[start]

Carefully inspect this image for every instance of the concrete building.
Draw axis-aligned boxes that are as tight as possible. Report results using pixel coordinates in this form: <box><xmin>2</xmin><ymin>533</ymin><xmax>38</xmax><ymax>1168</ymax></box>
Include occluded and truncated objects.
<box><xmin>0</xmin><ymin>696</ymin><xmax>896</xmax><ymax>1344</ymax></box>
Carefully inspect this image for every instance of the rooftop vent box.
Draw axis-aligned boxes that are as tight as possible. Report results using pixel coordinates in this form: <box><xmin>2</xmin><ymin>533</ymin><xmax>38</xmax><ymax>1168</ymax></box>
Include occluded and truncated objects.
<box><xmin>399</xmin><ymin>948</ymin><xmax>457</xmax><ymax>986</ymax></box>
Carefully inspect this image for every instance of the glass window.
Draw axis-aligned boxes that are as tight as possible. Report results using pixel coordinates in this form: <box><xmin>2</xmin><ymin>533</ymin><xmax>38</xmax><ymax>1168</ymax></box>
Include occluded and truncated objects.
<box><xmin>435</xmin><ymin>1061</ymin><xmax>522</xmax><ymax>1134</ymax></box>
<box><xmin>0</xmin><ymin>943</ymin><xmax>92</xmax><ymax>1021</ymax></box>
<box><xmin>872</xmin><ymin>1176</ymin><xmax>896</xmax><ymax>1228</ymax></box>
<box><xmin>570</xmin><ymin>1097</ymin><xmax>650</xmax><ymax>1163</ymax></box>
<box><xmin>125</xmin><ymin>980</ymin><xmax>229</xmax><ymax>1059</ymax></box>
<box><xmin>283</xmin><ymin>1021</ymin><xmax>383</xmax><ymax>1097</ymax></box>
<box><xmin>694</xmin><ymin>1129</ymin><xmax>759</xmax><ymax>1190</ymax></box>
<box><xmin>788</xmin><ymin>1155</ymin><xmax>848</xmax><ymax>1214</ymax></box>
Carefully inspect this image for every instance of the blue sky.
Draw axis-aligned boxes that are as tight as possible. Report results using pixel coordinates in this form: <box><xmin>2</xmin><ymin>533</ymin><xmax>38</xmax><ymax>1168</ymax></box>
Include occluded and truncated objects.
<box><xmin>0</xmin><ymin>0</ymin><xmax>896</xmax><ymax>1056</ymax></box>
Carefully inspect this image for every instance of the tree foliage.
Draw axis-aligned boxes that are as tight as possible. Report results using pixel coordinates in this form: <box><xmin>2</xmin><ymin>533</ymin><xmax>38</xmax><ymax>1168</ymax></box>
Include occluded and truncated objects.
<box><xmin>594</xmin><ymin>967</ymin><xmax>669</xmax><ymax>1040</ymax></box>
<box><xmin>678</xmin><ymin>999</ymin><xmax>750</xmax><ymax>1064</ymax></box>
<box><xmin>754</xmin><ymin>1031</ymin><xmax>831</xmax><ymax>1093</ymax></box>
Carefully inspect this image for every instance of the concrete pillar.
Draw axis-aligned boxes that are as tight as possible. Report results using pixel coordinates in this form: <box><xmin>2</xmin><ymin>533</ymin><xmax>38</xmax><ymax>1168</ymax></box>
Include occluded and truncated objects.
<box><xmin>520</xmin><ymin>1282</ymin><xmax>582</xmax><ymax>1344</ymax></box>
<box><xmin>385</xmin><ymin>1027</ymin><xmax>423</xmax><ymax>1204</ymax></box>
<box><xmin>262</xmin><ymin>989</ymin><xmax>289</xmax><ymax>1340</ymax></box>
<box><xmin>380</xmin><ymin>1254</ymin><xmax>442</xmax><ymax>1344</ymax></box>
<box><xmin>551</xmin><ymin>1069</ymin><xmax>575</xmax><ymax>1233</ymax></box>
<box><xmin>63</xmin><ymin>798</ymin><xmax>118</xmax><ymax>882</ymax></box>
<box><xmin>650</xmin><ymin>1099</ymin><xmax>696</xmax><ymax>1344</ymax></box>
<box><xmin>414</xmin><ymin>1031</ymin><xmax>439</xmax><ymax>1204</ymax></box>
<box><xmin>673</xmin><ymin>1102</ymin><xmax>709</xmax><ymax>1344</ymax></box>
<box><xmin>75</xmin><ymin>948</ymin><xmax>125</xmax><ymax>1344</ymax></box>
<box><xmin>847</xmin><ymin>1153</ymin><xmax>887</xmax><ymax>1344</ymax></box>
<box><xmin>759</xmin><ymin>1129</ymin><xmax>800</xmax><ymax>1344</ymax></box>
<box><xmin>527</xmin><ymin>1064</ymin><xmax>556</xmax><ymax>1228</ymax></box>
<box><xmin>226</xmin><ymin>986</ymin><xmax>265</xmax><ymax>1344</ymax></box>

[end]

### The task
Pull out each line from the rows above that contains the word "concrete".

### Reply to the exercise
Carefully inspect this image for every instance of the concrete building.
Carefully inspect this image for every instance of the concrete pillar.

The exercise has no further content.